— BEGIN Exercise data —

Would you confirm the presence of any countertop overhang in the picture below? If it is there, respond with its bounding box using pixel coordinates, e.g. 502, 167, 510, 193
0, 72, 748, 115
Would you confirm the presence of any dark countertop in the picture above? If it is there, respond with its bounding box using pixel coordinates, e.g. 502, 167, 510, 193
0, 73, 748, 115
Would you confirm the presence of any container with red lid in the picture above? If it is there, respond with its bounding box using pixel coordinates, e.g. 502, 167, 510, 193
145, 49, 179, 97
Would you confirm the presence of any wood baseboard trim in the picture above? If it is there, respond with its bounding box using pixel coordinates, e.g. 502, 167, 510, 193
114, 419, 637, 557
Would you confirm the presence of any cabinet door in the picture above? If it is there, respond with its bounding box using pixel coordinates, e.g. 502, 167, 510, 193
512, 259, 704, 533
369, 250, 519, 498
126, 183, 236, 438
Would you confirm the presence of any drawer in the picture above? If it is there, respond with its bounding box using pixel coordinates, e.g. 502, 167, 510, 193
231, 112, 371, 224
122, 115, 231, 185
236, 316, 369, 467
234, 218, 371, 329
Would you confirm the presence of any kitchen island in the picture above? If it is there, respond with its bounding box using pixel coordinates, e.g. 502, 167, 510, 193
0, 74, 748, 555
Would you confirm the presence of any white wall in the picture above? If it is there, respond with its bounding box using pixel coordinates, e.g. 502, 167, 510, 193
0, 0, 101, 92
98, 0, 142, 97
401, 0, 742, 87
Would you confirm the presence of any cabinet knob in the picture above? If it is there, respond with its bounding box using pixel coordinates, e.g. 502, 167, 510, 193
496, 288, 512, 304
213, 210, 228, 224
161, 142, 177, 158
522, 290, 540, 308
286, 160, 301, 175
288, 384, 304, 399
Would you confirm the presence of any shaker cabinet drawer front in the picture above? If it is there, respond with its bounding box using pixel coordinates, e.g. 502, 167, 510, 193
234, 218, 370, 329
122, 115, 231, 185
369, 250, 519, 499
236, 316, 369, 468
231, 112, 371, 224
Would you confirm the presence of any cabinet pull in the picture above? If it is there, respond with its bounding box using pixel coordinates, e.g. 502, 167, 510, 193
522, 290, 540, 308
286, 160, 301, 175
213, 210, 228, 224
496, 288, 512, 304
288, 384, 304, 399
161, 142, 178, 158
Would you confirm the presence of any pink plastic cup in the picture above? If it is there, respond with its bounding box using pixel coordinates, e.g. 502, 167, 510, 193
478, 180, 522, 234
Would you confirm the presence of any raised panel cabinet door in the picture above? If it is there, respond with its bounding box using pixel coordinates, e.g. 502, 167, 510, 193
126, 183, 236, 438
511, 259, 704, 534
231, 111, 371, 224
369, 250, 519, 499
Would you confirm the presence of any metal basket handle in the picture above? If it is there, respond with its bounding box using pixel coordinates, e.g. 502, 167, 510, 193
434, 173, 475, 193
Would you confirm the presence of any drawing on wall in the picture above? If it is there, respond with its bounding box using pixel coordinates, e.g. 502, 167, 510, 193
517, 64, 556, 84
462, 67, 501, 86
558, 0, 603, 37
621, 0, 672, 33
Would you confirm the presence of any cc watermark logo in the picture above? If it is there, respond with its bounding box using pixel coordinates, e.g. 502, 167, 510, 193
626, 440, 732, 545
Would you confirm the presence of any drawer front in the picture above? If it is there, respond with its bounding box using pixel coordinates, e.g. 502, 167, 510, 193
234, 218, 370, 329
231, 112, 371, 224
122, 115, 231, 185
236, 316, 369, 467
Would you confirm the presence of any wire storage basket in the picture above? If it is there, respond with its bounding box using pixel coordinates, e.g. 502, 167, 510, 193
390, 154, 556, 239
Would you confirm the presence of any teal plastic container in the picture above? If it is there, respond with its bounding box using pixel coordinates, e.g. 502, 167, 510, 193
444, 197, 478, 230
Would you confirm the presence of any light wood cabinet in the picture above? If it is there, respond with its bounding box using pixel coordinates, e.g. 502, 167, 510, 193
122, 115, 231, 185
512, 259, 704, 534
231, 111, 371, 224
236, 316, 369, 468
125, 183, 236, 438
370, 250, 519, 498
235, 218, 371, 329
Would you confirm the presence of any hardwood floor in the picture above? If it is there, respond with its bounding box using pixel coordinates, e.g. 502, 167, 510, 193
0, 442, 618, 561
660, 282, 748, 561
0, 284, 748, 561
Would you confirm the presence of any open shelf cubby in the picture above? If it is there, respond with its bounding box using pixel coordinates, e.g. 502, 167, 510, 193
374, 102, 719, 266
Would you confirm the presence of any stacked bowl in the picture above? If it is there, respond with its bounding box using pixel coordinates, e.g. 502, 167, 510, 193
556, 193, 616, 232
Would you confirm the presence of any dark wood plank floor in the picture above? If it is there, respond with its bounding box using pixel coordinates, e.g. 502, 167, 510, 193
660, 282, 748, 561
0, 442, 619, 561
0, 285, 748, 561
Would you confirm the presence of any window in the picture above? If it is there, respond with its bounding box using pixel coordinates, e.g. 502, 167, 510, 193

— END Exercise data —

• [Given problem]: Please reproduce every one of the records above character for character, in the same order.

• [Task answer]:
Would you confirm the presence of any countertop overhang in the picture below? If it is there, respond with its bounding box using pixel coordinates, e.g. 502, 167, 510, 193
0, 72, 748, 115
Would you confirm the presence of any dark countertop in the picture above? If it is there, respond with its bounding box using pixel coordinates, e.g. 502, 167, 510, 193
0, 73, 748, 115
Would you confirm the presence of any container with red lid in the picture above? If it is there, respond with its bounding box using pixel coordinates, e.g. 502, 167, 510, 193
145, 49, 179, 97
Would you confirm the presence of any wood baseboard trim in the picture above? If it is there, respond with its bounding box using pixel coordinates, e.g. 502, 167, 510, 193
114, 419, 637, 557
Would you confirm the presence of any cabinet door in the picture above? If it is there, respond with its bounding box using pixel coordinates, e.g. 502, 167, 510, 193
512, 259, 704, 533
369, 250, 519, 498
126, 183, 236, 438
Would you confirm the presence of any drawer in the picture above? If it is there, respond with its bounding box using pixel coordinates, e.g. 502, 167, 510, 193
231, 112, 371, 224
122, 115, 231, 185
236, 316, 369, 467
234, 218, 371, 329
Would you confirm the presence of any kitchen island in the picture above? If it is there, respond with its bounding box using pixel coordinates, e.g. 502, 167, 510, 193
0, 74, 748, 555
Would you confirm the presence of any white wall in the picture above? If it is there, respond with its bounding box using pixel coordinates, e.g. 502, 167, 510, 193
0, 0, 101, 92
98, 0, 142, 97
401, 0, 742, 87
Would you confirm the presence of any cabinet knob in the picture above? If it is there, respond with its bounding box using pixel coordinates, e.g. 502, 167, 510, 193
496, 288, 512, 304
213, 210, 228, 224
161, 142, 177, 158
522, 290, 540, 308
286, 160, 301, 175
288, 384, 304, 399
Would you confirm the presence of any shaker cabinet drawer front in the picture above? If it is there, respond with its bounding box using pixel coordinates, e.g. 502, 167, 510, 193
234, 218, 370, 329
122, 115, 231, 185
369, 250, 519, 499
236, 316, 369, 468
231, 112, 371, 224
Would you confirm the presence of any cabinet pull in the picture above? If it is there, respond with its bounding box using pixel coordinates, e.g. 502, 167, 510, 193
522, 290, 540, 308
286, 160, 301, 175
213, 210, 228, 224
496, 288, 512, 304
288, 384, 304, 399
161, 142, 178, 158
Would you confirm the presence of any pink plastic cup in the picture above? If it is there, respond with its bounding box using pixel coordinates, e.g. 502, 167, 510, 193
478, 180, 522, 234
Would you confirm the presence of any raised panel cabinet door in the picture above? If it is there, respond with its bounding box using pixel coordinates, e.g. 502, 167, 510, 193
126, 183, 236, 438
511, 259, 704, 534
231, 111, 371, 224
369, 250, 519, 499
Would you confirm the presence of any metal basket handle in the picture above? If it is there, respond with its bounding box using pixel coordinates, e.g. 502, 167, 510, 193
434, 173, 475, 193
Would you confirm the presence of any drawing on wall in the picture above? If it is there, respond with its bounding box using pixel coordinates, e.g. 502, 167, 510, 193
517, 64, 556, 84
462, 67, 501, 86
558, 0, 603, 37
621, 0, 672, 33
Would you confirm the presence of any cc watermark logo in the picture above? If it is there, respond with its bounding box using pixel coordinates, e.g. 502, 167, 510, 193
626, 440, 732, 545
Would you confirm the presence of any drawer front in the picture above? If it is there, respond with its bounding box using pixel coordinates, e.g. 502, 167, 510, 193
234, 218, 370, 329
231, 112, 371, 224
122, 115, 231, 185
236, 316, 369, 467
Would you confirm the presence of any wire storage basket in the picture above? If it is there, respond with its bounding box using pixel coordinates, e.g. 502, 167, 510, 193
390, 154, 556, 239
Would you confirm the presence of any teal plastic container in the picture above? If it is there, respond with its bounding box using pixel coordinates, e.g. 502, 167, 510, 193
444, 197, 478, 230
Would you confirm the presence of any light wood cabinet in the picture above? If it is there, respond with its bounding box using pixel coordinates, e.g. 502, 167, 510, 193
122, 115, 231, 185
512, 259, 704, 534
231, 111, 371, 224
236, 316, 369, 468
125, 183, 236, 438
370, 250, 519, 498
235, 218, 371, 329
Would you confirm the presence of any hardwood floor in the picture above? If it is there, respond with its bounding box using pixel coordinates, e.g. 502, 167, 510, 193
0, 442, 618, 561
660, 282, 748, 561
0, 284, 748, 561
Would you confirm the presence of any open shelf cubby in the picture above? If it is there, respond with its bounding box using pixel coordinates, e.g. 502, 167, 510, 193
374, 102, 719, 266
Would you confirm the presence of any stacked bowl in the picture above? If it is there, respond with its bounding box using pixel coordinates, e.g. 502, 167, 510, 193
556, 193, 616, 232
Would you confirm the presence of any dark wood plank floor in the picture above? If it is there, respond with its bounding box using pixel coordinates, e.g. 502, 167, 510, 193
660, 282, 748, 561
0, 442, 619, 561
0, 285, 748, 561
Would you confirm the presence of any window in the picture above? If it is there, respond with its bounding box using pixel coordinates, e.g. 502, 167, 510, 193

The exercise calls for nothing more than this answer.